====== RECORDS FOR THIS EXERCISE ======

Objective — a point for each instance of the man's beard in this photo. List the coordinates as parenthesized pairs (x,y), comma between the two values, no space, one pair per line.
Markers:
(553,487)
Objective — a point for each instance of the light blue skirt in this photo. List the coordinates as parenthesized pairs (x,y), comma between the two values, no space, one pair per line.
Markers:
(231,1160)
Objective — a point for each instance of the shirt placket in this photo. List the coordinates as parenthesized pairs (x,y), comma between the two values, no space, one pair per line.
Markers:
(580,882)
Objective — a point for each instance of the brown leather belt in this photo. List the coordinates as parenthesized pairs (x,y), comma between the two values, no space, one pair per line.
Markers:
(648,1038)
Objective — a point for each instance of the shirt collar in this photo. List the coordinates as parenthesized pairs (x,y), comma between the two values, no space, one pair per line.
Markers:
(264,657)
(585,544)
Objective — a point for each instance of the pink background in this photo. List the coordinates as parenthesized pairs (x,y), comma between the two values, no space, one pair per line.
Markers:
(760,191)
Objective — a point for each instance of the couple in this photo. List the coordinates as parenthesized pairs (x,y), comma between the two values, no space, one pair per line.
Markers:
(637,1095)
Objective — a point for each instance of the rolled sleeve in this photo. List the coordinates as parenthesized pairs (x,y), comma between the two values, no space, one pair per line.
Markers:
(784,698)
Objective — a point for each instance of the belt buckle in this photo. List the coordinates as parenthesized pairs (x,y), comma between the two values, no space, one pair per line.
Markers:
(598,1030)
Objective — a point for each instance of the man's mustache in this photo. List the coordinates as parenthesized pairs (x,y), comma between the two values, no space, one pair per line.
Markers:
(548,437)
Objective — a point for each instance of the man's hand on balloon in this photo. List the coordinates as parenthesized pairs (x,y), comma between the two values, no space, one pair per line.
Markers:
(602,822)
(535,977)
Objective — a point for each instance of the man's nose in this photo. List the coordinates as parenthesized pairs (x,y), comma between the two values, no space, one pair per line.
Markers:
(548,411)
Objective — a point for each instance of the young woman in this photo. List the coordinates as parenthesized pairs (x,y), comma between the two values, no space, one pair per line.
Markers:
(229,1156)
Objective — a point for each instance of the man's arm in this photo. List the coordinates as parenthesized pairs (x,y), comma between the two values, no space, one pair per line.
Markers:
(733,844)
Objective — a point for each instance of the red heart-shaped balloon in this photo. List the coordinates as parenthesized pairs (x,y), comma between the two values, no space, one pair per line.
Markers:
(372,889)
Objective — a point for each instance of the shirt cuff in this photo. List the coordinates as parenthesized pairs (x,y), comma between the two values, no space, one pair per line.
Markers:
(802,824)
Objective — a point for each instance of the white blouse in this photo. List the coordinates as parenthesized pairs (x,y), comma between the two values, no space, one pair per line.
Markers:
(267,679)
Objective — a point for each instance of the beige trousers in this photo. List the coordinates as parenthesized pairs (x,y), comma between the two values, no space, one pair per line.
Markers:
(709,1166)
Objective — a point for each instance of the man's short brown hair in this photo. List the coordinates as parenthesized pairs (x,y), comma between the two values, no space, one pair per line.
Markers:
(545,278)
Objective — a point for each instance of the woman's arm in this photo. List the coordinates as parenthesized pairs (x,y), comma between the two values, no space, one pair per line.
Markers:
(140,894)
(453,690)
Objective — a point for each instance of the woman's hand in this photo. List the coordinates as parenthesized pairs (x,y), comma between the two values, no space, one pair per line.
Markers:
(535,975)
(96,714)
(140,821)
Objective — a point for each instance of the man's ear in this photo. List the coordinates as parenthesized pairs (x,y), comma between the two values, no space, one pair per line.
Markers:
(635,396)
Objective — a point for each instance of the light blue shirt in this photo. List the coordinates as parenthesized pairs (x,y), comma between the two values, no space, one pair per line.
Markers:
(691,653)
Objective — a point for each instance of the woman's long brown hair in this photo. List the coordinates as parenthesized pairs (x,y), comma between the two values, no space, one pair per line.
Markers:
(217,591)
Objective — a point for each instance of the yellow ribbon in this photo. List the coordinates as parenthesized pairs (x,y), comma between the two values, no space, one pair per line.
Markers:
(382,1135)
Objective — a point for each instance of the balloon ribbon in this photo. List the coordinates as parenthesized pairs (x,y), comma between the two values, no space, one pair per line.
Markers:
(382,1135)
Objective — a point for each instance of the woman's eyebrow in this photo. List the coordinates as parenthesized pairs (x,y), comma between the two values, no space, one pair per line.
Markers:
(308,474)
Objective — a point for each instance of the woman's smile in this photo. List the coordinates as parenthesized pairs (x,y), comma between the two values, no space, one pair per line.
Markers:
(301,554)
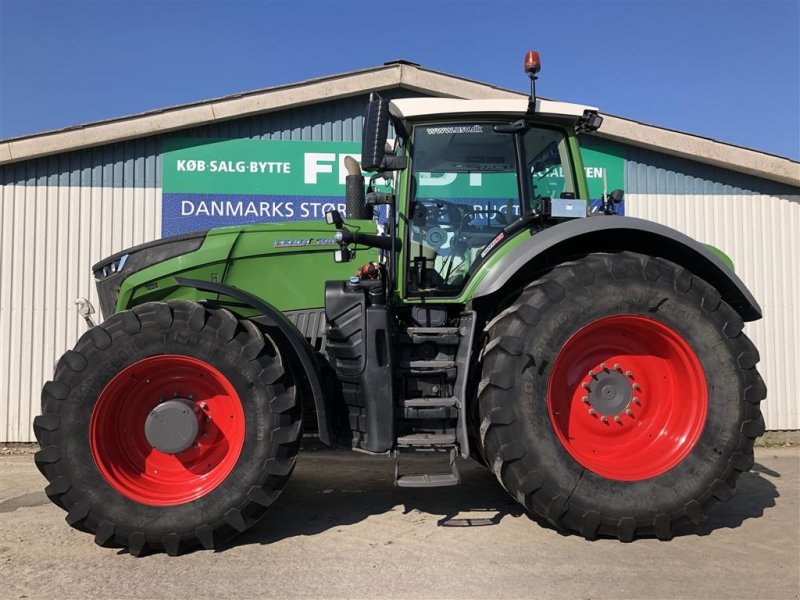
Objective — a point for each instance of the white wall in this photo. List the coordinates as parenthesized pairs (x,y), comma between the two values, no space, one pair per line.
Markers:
(49,238)
(762,235)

======

* GIVEN TASK *
Render the stretch from the line containing "Objective — a point for each instance of the yellow" through the end of the records as a Markdown table with columns Row and Line, numbering each row and omitting blank lines. Leave the pictures out of the table.

* THE SOLUTION *
| Row | Line |
|---|---|
| 1 | Objective — a point for each instance of the yellow ribbon in this photo. List the coordinates as parenthesized pairs (x,y), comma between the two values, no space, one pair per line. |
| 2 | Markers: |
| 3 | (382,1135) |
| 4 | Objective — a point for each instance of the balloon ribbon in this photo. List the coordinates as parenthesized pairs (x,y), comma between the two values, no space, one pair per line. |
| 5 | Markers: |
| 6 | (382,1135) |
| 7 | Objective — a point for each instance of the woman's eyebrow in this photo. List the coordinates as parenthesized pairs (x,y), comma between the two values, no space, one pair per line. |
| 8 | Markers: |
| 9 | (308,474) |
| 10 | Objective — a point for each instance of the woman's smile in this photo. List the coordinates as parenthesized pairs (x,y), comma between the two values, no space, one pair per line. |
| 11 | Markers: |
| 12 | (301,554) |
| 13 | Objective — a point for each instance of the white wall in this photo. List the coordinates as parenthesized pairs (x,y), comma between the two values, no space, one pair per line. |
| 14 | Markers: |
| 15 | (49,238) |
| 16 | (762,235) |